--- Source passage Enclosed Below ---
Bed-Stuy's Shneaqua Purvis and her sister used to hear gunshots so often that they would laugh as they got to the ground.
But one day, after a stray bullet came through the window of their mother's first floor apartment at the Tompkin's houses, Purvis' sister didn't get up.
The death of her sister, her father, her uncle and friends to gun violence pushed Purvis to her role as a community leader in Bedford Stuyvesant, where she works to prevent violence and retaliation to it on the streets where she grew up.
Her desire to make change has also propelled her to be a spokesperson for a new 'Stay Strong Stay Safe' campaign from the Mayor's Office to Prevent Gun Violence that seeks to raise awareness about New Yorkers keeping themselves safe amid the dual public health crises of guns and COVID-19.
"I started working so no family has to go through what my family has," Purvis explains in a video created for the campaign. "My job is to create unity from havoc. If someone from my community has the mindset to pick up a gun and shoot into a crowd and kill a one-year-old, I know my work is not done."
In the video, Purvis references the July 12 shooting death of one-year-old Davell Gardner, who was hit by a bullet while at a barbecue near Raymond Bush Playground in Bed-Stuy when two men opened fire.
New York City has been plagued by a spike in gun violence this year, where the number of shooting victims year-on-year had jumped more than 100 percent as of the last week in October. The spike has been attributed in part to the pandemic, political unrest and economic depression.
The Stay Strong Stay Safe campaign is about how, by working together, New Yorkers are keeping each other safe and healthy from two public health crises that have disproportionately affected Black and Brown communities, a spokesperson from the Mayor's Office to Prevent Gun Violence said.
The campaign has a particular focus on members of the NYC Crisis Management System -- a network that deploys teams of credible messengers who mediate conflicts on the street and connect high-risk individuals to services that can reduce the long-term risk of violence.
--- End of Enclosed Source passage ---
--- Stored data Enclosed Below ---
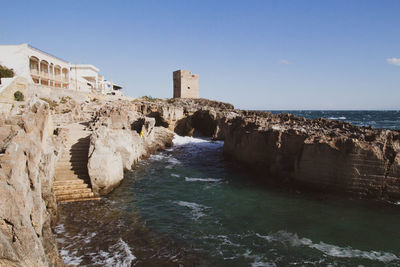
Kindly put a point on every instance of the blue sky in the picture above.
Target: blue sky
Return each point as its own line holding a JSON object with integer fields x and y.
{"x": 254, "y": 54}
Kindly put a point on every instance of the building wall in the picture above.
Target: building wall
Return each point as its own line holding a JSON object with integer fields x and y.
{"x": 17, "y": 57}
{"x": 186, "y": 84}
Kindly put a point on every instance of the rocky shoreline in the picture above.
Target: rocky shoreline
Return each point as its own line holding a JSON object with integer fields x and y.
{"x": 326, "y": 155}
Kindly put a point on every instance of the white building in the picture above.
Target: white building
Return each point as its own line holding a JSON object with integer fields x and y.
{"x": 45, "y": 69}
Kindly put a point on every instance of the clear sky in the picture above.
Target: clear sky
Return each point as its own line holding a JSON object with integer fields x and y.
{"x": 254, "y": 54}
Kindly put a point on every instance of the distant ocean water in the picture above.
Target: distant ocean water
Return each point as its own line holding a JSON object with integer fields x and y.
{"x": 381, "y": 119}
{"x": 188, "y": 206}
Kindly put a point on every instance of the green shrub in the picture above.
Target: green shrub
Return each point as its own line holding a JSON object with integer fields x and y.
{"x": 19, "y": 96}
{"x": 52, "y": 104}
{"x": 6, "y": 72}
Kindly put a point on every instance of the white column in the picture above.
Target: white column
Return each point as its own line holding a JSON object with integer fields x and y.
{"x": 40, "y": 79}
{"x": 48, "y": 74}
{"x": 52, "y": 74}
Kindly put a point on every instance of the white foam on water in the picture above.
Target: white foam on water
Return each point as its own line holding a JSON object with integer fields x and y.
{"x": 262, "y": 264}
{"x": 70, "y": 258}
{"x": 196, "y": 209}
{"x": 183, "y": 140}
{"x": 188, "y": 179}
{"x": 337, "y": 118}
{"x": 328, "y": 249}
{"x": 158, "y": 156}
{"x": 119, "y": 255}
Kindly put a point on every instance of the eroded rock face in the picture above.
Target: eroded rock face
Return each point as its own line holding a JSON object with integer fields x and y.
{"x": 28, "y": 208}
{"x": 322, "y": 154}
{"x": 121, "y": 137}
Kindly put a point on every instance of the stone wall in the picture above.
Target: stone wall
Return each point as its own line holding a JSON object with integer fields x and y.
{"x": 28, "y": 153}
{"x": 186, "y": 84}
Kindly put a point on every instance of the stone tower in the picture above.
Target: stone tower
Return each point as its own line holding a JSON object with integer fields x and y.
{"x": 186, "y": 84}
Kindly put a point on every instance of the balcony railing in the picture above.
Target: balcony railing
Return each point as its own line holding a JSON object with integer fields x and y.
{"x": 44, "y": 74}
{"x": 35, "y": 72}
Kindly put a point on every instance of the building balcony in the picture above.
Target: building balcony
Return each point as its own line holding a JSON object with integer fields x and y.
{"x": 35, "y": 72}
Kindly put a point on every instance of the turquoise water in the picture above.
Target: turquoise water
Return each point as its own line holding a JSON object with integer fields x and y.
{"x": 386, "y": 119}
{"x": 193, "y": 195}
{"x": 188, "y": 206}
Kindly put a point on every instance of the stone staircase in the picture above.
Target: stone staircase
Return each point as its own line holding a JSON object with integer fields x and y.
{"x": 72, "y": 182}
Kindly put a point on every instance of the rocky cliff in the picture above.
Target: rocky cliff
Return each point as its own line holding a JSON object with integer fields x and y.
{"x": 320, "y": 154}
{"x": 121, "y": 136}
{"x": 28, "y": 152}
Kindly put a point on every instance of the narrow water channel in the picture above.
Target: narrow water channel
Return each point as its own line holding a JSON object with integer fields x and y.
{"x": 190, "y": 206}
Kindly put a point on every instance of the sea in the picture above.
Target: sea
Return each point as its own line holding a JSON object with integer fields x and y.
{"x": 189, "y": 206}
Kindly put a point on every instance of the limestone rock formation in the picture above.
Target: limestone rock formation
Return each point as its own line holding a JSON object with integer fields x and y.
{"x": 120, "y": 138}
{"x": 28, "y": 152}
{"x": 321, "y": 154}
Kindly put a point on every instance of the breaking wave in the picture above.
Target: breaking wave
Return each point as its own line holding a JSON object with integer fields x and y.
{"x": 119, "y": 255}
{"x": 328, "y": 249}
{"x": 188, "y": 179}
{"x": 196, "y": 209}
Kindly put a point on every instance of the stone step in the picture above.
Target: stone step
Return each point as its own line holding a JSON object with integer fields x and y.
{"x": 68, "y": 182}
{"x": 80, "y": 199}
{"x": 71, "y": 190}
{"x": 68, "y": 170}
{"x": 74, "y": 196}
{"x": 76, "y": 156}
{"x": 72, "y": 176}
{"x": 66, "y": 160}
{"x": 70, "y": 187}
{"x": 73, "y": 166}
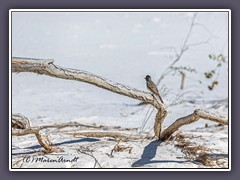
--- End of Enclosed Stored data ---
> Task to complete
Please list every relative or other group of people whose deaths to gun violence the article on Shneaqua Purvis names as pushing her toward community leadership.

> Response below
Her sister, her father, her uncle, and friends.